** Source document **
----------------------------------------

I have been taught the 1D array way of doing binary search:
def exist(target, array):
lower = -1
upper = len(array)
while not (lower + 1 == upper):
mid = (lower + upper)//2
if target== array[mid]:
return True
elif target< array[mid]:
upper = mid
else:
lower = mid
return False
However, now I am faced with this 2D array list2
that takes in employee_id and employee_birthyear:
[[2, 1986],
[4, 1950],
[6, 1994],
[9, 2004],
[12, 1988],
[13, 1964],
[16, 1987],
[18, 1989],
[19, 1951],
[20, 1991]]
I want to write a function using the above pure binary search algorithm that takes in a year (as an integer) and list2
, and returns a list of employee_id with matching employee_birthyear.
How do i do this?
Here's what i have thought of:
lst2 = [ j for i in list2 for j in i]
def get_IDs_with_birthyear(year, lst2):
lower = -1
upper = len(lst2)
while not (lower + 1 == upper):
mid = (lower + upper)//2
if year = lst2[mid]:
return mid
return []
Updates:
I tried sorting my year
and doing the binary search, but when there are multiple id
with the same year, I am unable to retrieve all the ids.
ids = []
def get_IDs_with_birthyear(year, employee_with_birthyear_list):
data2 = sorted(employee_with_birthyear_list, key=lambda d: d[1])
years = [d[1] for d in data2]
id = [d[0] for d in data2]
lower = -1
upper = len(years)

----------------------------------------

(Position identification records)
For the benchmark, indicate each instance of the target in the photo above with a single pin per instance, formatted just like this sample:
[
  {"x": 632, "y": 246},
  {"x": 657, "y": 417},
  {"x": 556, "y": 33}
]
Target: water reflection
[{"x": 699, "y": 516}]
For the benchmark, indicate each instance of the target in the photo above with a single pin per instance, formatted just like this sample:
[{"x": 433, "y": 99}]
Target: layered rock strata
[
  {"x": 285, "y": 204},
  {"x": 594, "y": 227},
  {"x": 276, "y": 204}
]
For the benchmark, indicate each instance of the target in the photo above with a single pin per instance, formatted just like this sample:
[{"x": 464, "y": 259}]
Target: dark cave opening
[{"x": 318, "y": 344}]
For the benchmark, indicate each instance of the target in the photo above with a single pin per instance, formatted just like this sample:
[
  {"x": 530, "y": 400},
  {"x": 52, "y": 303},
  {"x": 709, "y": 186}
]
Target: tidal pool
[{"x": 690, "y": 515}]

----------------------------------------

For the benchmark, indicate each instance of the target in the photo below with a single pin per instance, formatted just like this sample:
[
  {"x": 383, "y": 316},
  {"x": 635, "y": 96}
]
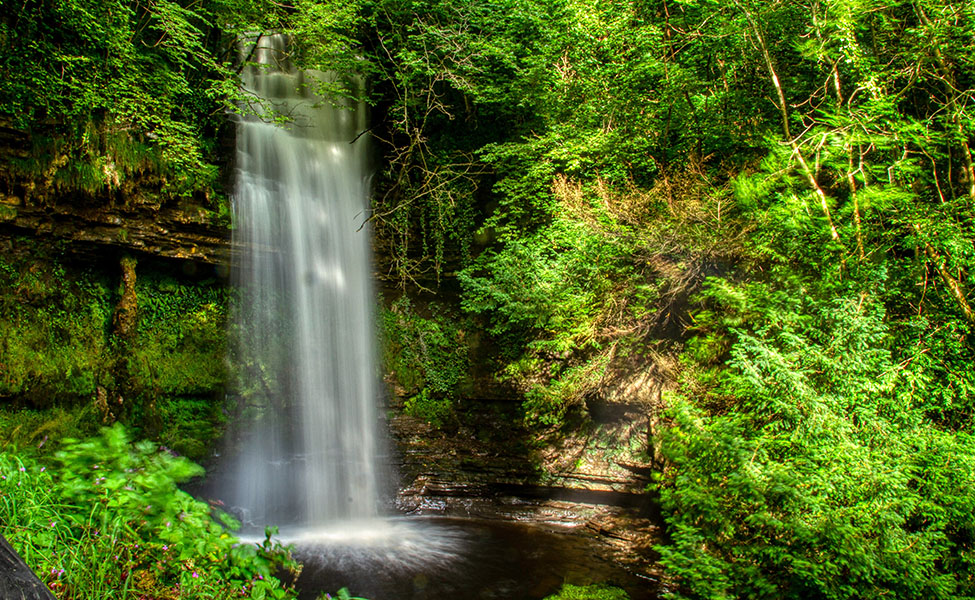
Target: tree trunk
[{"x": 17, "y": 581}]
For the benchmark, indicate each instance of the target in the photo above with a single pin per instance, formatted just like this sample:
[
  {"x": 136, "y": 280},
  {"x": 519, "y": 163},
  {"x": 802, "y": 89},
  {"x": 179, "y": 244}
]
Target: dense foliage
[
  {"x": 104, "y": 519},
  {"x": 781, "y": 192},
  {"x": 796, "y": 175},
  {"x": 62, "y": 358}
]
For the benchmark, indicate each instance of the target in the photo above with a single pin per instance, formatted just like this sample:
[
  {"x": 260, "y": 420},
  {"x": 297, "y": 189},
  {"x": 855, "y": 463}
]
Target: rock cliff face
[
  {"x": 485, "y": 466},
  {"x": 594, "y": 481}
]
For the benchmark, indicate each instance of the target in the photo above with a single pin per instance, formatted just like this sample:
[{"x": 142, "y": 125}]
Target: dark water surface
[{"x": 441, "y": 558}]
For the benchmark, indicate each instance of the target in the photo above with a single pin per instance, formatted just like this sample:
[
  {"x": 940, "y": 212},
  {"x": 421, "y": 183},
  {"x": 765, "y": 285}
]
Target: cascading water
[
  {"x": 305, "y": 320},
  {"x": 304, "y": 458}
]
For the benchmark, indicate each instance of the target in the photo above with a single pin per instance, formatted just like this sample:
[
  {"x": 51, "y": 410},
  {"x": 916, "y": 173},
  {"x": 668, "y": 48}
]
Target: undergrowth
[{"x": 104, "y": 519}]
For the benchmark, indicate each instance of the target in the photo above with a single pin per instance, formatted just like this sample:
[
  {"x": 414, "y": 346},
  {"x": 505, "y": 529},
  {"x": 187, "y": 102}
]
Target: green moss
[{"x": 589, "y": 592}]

----------------------------------------

** What the task requires **
Please copy the binary search post word for word, everything from "How do i do" down to "upper = len(lst2)".

** Solved exercise **
How do i do this?
Here's what i have thought of:
lst2 = [ j for i in list2 for j in i]
def get_IDs_with_birthyear(year, lst2):
lower = -1
upper = len(lst2)